-- begin --

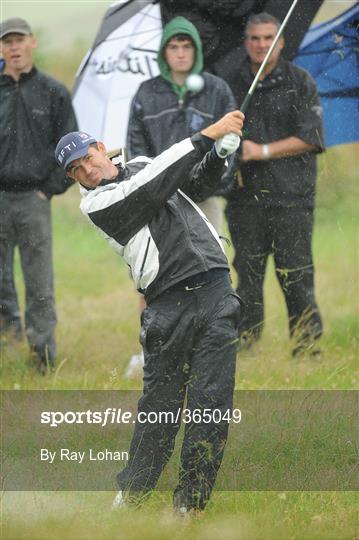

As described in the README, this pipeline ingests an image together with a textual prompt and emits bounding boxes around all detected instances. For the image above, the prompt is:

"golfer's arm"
[267,137,317,159]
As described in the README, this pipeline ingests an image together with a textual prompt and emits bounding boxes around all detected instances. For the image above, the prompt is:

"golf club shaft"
[220,0,299,157]
[239,0,299,113]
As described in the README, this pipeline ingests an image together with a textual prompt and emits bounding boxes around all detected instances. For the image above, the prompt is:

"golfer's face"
[245,23,284,67]
[165,38,196,73]
[66,147,113,188]
[0,34,37,73]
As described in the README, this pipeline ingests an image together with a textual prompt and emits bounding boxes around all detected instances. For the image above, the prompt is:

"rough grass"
[1,142,358,540]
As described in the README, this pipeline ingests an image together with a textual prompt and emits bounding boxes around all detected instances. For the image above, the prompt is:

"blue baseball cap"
[55,131,97,170]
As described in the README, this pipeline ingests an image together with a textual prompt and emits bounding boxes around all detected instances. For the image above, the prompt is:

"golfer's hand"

-- end --

◆ Aim of the exercise: Find every line in the records that contains the string "golfer" and copy each one. Case matters.

◆ Result for this exercise:
"golfer's arm"
"golfer's face"
"golfer's hand"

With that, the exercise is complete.